[Work required]:
Copy the records below exactly as they are written.

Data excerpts
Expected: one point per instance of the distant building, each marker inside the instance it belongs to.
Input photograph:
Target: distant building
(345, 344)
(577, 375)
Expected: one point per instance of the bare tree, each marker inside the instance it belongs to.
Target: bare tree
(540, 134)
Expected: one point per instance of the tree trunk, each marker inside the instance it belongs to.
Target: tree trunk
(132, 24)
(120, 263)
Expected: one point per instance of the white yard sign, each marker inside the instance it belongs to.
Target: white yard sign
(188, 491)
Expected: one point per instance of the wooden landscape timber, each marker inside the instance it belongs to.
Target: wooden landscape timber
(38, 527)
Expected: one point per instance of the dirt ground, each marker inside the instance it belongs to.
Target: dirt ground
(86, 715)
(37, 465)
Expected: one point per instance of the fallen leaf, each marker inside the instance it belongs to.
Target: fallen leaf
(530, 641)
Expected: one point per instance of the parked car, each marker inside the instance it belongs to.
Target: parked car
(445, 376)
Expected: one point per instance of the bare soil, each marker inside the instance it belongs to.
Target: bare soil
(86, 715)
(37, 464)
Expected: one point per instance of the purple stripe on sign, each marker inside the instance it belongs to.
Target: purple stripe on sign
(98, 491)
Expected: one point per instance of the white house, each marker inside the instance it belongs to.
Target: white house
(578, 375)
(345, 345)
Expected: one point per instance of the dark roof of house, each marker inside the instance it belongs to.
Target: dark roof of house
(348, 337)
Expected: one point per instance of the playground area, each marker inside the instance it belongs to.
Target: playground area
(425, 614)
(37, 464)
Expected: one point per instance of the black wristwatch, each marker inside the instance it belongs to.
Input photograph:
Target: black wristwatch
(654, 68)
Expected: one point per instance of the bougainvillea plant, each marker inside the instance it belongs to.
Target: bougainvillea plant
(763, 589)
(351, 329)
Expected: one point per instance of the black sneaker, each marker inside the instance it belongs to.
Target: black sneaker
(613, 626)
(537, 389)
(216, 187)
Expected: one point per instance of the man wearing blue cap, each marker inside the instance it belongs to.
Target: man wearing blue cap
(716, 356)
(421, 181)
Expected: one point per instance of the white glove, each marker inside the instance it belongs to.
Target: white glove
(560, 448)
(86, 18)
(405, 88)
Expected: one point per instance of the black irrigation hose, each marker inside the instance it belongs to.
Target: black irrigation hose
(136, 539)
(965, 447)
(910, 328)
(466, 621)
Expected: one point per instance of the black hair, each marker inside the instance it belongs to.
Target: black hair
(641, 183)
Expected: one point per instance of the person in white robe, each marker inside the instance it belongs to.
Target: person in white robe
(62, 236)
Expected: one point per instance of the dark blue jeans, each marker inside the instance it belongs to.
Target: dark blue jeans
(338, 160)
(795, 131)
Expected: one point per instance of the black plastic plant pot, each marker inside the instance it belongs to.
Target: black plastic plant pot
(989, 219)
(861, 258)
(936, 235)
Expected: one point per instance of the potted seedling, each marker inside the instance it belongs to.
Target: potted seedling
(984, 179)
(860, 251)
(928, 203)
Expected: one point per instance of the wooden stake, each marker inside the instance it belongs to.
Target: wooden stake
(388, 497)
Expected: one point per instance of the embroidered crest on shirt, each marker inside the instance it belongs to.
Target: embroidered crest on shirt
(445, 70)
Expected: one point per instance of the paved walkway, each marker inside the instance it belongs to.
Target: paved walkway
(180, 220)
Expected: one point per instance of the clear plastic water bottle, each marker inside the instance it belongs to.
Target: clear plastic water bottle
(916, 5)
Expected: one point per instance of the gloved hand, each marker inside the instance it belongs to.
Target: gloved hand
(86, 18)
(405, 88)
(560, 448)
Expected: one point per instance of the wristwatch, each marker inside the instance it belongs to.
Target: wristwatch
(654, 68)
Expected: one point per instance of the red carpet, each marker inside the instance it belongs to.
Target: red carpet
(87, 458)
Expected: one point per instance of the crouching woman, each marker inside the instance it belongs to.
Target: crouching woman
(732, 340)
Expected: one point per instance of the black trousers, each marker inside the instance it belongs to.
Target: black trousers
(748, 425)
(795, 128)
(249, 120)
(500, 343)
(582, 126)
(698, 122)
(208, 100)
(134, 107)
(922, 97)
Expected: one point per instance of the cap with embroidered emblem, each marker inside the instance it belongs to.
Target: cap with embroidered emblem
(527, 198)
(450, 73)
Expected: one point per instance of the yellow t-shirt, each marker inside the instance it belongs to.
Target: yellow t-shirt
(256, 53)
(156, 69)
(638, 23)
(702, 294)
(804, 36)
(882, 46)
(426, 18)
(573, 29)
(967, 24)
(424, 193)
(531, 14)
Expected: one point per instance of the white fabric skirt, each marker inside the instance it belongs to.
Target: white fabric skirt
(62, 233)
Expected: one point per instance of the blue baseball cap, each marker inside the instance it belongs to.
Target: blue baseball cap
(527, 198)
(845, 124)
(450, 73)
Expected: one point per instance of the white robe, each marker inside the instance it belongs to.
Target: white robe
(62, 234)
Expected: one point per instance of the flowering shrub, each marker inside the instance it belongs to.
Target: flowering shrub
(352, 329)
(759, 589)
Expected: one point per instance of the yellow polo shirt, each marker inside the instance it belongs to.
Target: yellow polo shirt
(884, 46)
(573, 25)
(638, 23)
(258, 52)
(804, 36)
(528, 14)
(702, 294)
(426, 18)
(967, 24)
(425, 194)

[Completed exercise]:
Expected: one point per instance of the distant building, each marker inside the instance it belongs to.
Input photograph:
Target: distant building
(345, 344)
(577, 375)
Expected: one point per instance of the bare tree, each marker inside the instance it belongs to.
Target: bare tree
(540, 134)
Expected: one point per instance of the tree trunk, each marker inside the instance it belongs to.
Target: tree trunk
(132, 24)
(120, 263)
Expected: one point per instance of the white yard sign, each marker inside the instance it belongs to.
Target: white yard sign
(188, 491)
Expected: one point per instance of the wooden landscape timber, each marker inside the instance it belongs to.
Target: wooden landscape timber
(38, 527)
Expected: one point per instance of the dirt ground, each marker inside the instance it belongs to.
Target: dirt ground
(86, 715)
(37, 465)
Expected: one point per instance of the fallen leaf, each marker inside the instance it belongs to.
Target: fallen leaf
(530, 641)
Expected: one point per instance of the parked car, each marker inside the instance it belongs to.
Target: parked car
(445, 376)
Expected: one point per instance of the bare soil, each marker inside the instance it belongs to.
Target: bare soil
(86, 715)
(37, 464)
Expected: one point per instance of the purple stripe on sign, each marker inside the instance it belongs to.
Target: purple stripe on sign
(98, 491)
Expected: one point per instance of the white house, each marker inside the instance it belongs to.
Target: white house
(578, 375)
(345, 345)
Expected: one point per instance of the dark roof of house, each marker inside the instance it belongs to.
Target: dark roof of house
(348, 337)
Expected: one point per instance of the playground area, each marker inside the instance it belongs to.
Target: playground area
(425, 614)
(37, 464)
Expected: one point per instance of the black wristwatch, each marker inside the instance it belongs to.
Input photograph:
Target: black wristwatch
(654, 68)
Expected: one point per instance of the bougainvillea plant, each marker inside the instance it belongs to.
Target: bougainvillea plant
(763, 589)
(351, 329)
Expected: one point per instance of the black sneaker, each marker inside the instance it belongs to.
Target: black sneaker
(613, 626)
(537, 389)
(216, 187)
Expected: one point per instance of the man wearing blue cap, each marker inside the instance it belongs to.
Target: man wearing blue cap
(716, 356)
(421, 181)
Expected: one point per instance of the white glove, each marker inside the instance it belongs to.
Target: white glove
(560, 448)
(86, 18)
(405, 88)
Expected: one point per instance of the black irrigation hose, each marker inside the instance it belongs to.
Target: black irrigation hose
(136, 539)
(965, 447)
(910, 328)
(466, 621)
Expected: one point per instance of the black hair, each marker inside the instance it belongs to.
Target: black hair
(641, 183)
Expected: one point per instance of the person in white robe, each marker inside the instance it belongs to.
Target: person in white robe
(62, 236)
Expected: one point per instance of the dark blue jeans, each marker inside the instance it belongs to.
Target: dark blue jeans
(338, 160)
(795, 131)
Expected: one point per instance of the black plastic plant pot, each marker inside the instance it belongs to.
Target: black plastic plant pot
(989, 219)
(861, 258)
(936, 235)
Expected: one point per instance of the potted seedling, each marker inside the instance it belongs to.
Target: potted seedling
(984, 179)
(860, 251)
(928, 203)
Expected: one point per instance of the wooden stake, each marker inside the instance it belongs to.
Target: wooden stake
(388, 497)
Expected: one point per instance of the embroidered crest on shirt, each marker inside the instance it belongs to.
Target: embroidered crest on shirt
(445, 70)
Expected: one point per instance of the paved walkway, each marker inside the instance it belongs to.
Target: paved walkway
(180, 220)
Expected: one point per instance of the clear plastic water bottle, each marker inside the instance it belongs to.
Target: clear plastic water bottle
(916, 5)
Expected: one point per instance of the gloved hand, each marker inside the instance it belongs to.
Target: gloved hand
(86, 18)
(405, 88)
(560, 448)
Expected: one point per instance of the wristwatch, each marker inside the instance it belongs to.
Target: wristwatch
(654, 68)
Expected: one point per instance of the red carpet, each marker inside the instance it belongs to.
Target: red carpet
(87, 458)
Expected: one point per instance of the crouching woman, each marker inside the instance it belongs to.
Target: crouching woman
(732, 340)
Expected: one point per instance of the black trousers, each marker inside the instance it belongs to.
Target: black trousers
(748, 425)
(795, 128)
(249, 120)
(500, 343)
(582, 126)
(698, 122)
(208, 100)
(134, 107)
(922, 97)
Expected: one point per instance of the cap with embroidered emblem, each marker inside the instance it belongs to.
Target: cap with embroidered emblem
(527, 198)
(450, 73)
Expected: one point per instance of the yellow t-shirt, each marker inside the instance it belongs to.
Target: yellow t-shirt
(256, 53)
(156, 69)
(638, 23)
(702, 294)
(804, 36)
(882, 46)
(426, 18)
(573, 29)
(967, 24)
(424, 193)
(531, 14)
Expected: one point per instance of the white fabric skirt, each marker inside the instance it belongs to.
Target: white fabric skirt
(62, 233)
Expected: one point per instance of the blue baseball cap, each marker inside the instance it belongs to.
Target: blue baseball cap
(527, 198)
(845, 124)
(450, 73)
Expected: one point per instance of the white robe, each marker inside the instance it belongs to.
Target: white robe
(62, 234)
Expected: one point per instance of the flowering shrub, each marker inside the instance it belongs to.
Target: flowering shrub
(352, 329)
(759, 589)
Expected: one point per instance of the yellow polo shirt, each marker inside the instance it belongs to.
Target: yellow polo shirt
(884, 46)
(573, 25)
(638, 23)
(258, 52)
(804, 36)
(528, 14)
(702, 294)
(426, 18)
(967, 24)
(425, 194)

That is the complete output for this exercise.